Entries from a dataset>
◇ ◇ ◇ ◇ ◇
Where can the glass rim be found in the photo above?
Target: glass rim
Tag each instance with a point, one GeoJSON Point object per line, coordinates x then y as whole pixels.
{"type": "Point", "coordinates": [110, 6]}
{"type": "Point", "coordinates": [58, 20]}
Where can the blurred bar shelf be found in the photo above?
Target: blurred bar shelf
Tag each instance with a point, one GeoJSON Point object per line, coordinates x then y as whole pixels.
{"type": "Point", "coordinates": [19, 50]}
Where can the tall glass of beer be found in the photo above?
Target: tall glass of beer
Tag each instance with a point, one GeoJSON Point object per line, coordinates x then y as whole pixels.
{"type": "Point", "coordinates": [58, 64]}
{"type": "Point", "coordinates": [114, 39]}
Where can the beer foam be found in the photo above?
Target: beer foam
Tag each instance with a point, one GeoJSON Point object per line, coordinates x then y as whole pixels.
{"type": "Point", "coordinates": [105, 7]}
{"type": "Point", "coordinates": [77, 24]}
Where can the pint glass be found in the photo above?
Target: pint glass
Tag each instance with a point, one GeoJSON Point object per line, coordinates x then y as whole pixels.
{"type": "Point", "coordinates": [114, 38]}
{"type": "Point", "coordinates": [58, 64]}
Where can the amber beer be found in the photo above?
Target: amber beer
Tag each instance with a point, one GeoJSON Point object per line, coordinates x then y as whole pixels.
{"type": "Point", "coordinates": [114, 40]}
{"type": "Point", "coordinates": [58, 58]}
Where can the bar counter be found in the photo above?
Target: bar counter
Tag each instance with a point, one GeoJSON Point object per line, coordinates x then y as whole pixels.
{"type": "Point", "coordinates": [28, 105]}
◇ ◇ ◇ ◇ ◇
STATED EXERCISE> Take the entries and copy them out exactly.

THE SOLUTION>
Where can the glass rim be found in the photo above?
Target: glass rim
Tag each instance with a point, one GeoJSON Point object per line, coordinates x then y as whole pixels.
{"type": "Point", "coordinates": [110, 6]}
{"type": "Point", "coordinates": [58, 20]}
Where can the blurred bar shelf be found in the photo above?
Target: blurred bar shelf
Tag each instance with a point, one GeoJSON Point object per line, coordinates x then y as whole pixels.
{"type": "Point", "coordinates": [19, 50]}
Where can the tall glass of beer be found in the photo above?
Target: tall glass of beer
Tag each instance with a point, one GeoJSON Point object per line, coordinates x then y as whole pixels.
{"type": "Point", "coordinates": [58, 64]}
{"type": "Point", "coordinates": [114, 39]}
Where can the beer foam be found in the photo above?
Target: beer foam
Tag each instance with a point, one GeoJSON Point object per line, coordinates x then y as whole pixels.
{"type": "Point", "coordinates": [105, 7]}
{"type": "Point", "coordinates": [77, 24]}
Where can the pint glass be found in the photo above?
Target: pint glass
Tag each instance with a point, one GeoJSON Point object per line, coordinates x then y as whole pixels.
{"type": "Point", "coordinates": [114, 38]}
{"type": "Point", "coordinates": [58, 64]}
Where can the amber beer be found in the photo above?
Target: amber beer
Tag each instance with a point, one GeoJSON Point object per line, coordinates x then y as whole pixels.
{"type": "Point", "coordinates": [114, 40]}
{"type": "Point", "coordinates": [58, 58]}
Where can the bar counter be found in the photo above?
Target: bar counter
Tag each instance with a point, one GeoJSON Point object per line, coordinates x then y as whole pixels.
{"type": "Point", "coordinates": [28, 105]}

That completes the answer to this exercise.